## DESCRIPTION OF THE TASK
Print out the part of the items that opens with the line containing "Question: For every instance of the truck front" and closes with the line containing "[(673, 399)]", keeping every line the same. Give only those lines.

## EXCERPTED RECORDS
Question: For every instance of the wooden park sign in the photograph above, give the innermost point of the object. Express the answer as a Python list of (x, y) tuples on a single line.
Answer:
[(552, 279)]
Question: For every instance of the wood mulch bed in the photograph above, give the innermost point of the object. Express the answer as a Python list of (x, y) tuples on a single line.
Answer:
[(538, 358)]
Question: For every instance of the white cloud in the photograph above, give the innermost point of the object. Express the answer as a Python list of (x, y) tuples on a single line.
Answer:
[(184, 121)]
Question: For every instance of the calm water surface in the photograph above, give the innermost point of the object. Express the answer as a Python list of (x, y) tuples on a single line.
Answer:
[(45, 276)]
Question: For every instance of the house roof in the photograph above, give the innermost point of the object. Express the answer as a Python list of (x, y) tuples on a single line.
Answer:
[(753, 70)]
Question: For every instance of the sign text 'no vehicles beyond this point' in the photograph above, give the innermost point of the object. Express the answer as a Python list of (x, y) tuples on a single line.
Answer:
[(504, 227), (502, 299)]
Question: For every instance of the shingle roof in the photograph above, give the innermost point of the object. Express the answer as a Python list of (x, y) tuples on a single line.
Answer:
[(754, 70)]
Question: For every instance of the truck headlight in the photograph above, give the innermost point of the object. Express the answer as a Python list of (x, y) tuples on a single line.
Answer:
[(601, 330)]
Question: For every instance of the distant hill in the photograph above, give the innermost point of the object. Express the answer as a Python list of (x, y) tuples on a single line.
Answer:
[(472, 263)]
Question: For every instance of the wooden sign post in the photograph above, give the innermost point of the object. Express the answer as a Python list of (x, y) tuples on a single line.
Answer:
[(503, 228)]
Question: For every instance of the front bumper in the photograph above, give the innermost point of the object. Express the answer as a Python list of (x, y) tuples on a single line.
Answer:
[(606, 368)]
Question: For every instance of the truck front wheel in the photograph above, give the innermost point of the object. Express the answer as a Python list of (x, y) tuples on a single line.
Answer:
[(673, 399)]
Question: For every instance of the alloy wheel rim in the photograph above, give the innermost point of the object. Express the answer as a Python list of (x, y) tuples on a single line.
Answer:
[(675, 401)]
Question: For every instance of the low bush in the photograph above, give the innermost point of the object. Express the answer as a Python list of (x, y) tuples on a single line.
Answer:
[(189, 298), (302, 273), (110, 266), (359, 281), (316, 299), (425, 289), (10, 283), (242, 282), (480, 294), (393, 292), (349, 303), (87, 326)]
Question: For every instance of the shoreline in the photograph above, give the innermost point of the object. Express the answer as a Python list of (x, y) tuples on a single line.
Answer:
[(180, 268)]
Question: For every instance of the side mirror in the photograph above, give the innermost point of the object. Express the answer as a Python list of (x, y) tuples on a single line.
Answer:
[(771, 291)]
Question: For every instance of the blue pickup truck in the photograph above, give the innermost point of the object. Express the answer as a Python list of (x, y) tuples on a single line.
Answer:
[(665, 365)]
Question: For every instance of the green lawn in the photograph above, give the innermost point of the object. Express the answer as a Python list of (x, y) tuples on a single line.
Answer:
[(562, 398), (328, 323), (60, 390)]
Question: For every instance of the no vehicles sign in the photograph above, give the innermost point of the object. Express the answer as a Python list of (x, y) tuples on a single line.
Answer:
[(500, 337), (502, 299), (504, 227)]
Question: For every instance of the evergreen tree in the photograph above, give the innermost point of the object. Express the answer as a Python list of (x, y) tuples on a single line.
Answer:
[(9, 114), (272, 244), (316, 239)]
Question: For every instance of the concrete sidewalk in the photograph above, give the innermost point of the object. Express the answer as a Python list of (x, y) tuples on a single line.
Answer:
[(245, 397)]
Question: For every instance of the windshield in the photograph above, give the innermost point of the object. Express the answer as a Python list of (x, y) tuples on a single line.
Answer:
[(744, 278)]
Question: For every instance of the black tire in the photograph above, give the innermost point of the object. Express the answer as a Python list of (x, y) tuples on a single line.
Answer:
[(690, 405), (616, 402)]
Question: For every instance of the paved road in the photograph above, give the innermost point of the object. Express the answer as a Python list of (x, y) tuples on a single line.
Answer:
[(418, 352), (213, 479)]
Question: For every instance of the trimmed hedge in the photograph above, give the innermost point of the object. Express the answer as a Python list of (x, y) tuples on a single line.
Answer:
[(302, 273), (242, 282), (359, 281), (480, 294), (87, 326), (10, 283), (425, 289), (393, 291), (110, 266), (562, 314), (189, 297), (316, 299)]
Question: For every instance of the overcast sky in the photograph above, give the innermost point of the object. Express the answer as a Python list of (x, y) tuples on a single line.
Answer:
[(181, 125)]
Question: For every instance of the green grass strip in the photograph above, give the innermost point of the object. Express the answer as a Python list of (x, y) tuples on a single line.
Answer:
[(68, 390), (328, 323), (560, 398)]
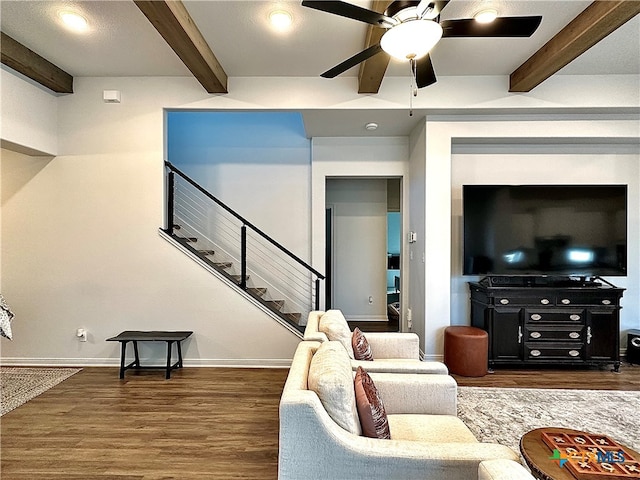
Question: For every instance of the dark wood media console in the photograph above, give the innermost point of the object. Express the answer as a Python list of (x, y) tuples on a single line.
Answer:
[(548, 322)]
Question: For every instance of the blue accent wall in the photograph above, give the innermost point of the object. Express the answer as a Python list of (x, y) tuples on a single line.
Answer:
[(196, 137)]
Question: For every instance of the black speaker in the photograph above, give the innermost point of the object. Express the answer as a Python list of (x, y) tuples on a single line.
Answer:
[(633, 346)]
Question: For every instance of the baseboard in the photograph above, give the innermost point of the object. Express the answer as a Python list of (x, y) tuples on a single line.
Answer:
[(115, 362), (367, 318), (433, 357)]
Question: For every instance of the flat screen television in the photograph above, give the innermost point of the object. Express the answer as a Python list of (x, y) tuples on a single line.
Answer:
[(555, 230)]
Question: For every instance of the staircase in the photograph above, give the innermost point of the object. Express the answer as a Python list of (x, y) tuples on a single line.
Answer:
[(232, 248)]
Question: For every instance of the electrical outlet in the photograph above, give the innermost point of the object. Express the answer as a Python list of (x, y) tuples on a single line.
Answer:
[(81, 334)]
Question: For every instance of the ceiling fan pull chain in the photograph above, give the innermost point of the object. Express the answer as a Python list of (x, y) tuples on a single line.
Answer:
[(413, 86)]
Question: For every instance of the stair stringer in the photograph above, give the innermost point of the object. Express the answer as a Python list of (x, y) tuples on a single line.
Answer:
[(227, 281)]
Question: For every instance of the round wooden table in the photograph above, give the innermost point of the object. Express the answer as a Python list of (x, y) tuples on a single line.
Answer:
[(538, 455)]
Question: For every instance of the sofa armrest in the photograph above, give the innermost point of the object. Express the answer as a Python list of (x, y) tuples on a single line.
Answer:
[(417, 393), (393, 345), (401, 365), (503, 469)]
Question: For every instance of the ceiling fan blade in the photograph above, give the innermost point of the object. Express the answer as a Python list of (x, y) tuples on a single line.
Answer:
[(500, 27), (353, 61), (425, 75), (348, 10)]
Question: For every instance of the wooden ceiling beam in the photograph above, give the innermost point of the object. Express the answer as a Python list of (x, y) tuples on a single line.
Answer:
[(373, 69), (596, 22), (172, 20), (30, 64)]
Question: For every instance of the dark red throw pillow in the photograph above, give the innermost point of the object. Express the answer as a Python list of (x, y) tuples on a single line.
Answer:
[(361, 347), (373, 417)]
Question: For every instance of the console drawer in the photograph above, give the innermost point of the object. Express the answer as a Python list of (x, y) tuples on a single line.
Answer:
[(554, 351), (591, 298), (515, 300), (551, 315), (554, 333)]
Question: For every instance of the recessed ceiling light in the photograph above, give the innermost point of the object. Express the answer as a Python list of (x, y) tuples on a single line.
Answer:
[(74, 21), (280, 20), (486, 16)]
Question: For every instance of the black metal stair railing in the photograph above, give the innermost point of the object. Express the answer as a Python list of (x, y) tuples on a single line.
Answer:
[(238, 250)]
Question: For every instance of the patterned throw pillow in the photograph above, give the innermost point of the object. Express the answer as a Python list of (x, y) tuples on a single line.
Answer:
[(373, 417), (331, 377), (333, 324), (361, 347)]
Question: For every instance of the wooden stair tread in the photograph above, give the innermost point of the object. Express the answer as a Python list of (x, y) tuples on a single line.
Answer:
[(294, 317), (277, 304)]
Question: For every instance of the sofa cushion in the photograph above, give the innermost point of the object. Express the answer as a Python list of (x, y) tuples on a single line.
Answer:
[(502, 469), (331, 378), (429, 428), (361, 347), (335, 327), (373, 417)]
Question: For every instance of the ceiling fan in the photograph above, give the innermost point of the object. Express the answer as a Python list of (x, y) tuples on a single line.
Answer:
[(414, 27)]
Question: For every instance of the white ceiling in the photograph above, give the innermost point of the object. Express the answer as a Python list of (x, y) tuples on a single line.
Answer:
[(121, 41)]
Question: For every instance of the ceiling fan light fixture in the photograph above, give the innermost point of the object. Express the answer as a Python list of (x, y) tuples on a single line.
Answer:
[(411, 40), (280, 20), (73, 21), (486, 16)]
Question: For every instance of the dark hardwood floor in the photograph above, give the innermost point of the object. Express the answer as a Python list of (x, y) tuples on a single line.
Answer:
[(203, 423)]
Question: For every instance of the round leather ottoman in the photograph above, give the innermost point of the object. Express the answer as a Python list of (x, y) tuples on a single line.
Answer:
[(466, 351)]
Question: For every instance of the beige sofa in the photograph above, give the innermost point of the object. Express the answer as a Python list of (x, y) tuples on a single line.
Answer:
[(427, 440), (392, 352)]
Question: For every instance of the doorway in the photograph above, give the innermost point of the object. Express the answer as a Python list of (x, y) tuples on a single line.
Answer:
[(363, 244)]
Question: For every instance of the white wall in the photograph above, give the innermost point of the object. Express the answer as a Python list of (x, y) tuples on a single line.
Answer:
[(359, 246), (413, 263), (29, 115)]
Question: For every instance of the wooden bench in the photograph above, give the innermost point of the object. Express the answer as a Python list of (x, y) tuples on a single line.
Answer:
[(154, 336)]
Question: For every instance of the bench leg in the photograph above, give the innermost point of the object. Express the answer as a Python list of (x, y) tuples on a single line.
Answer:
[(179, 354), (122, 357), (168, 375), (135, 352)]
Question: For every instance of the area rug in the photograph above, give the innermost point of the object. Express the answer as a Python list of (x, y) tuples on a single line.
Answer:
[(503, 415), (18, 385)]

## SOLVED EXERCISE
Question: For every instance of the truck front wheel in the photograph above, give the innermost point of the object. Express the answer as a Python list of (x, y) tuples on a single line.
Answer:
[(673, 399)]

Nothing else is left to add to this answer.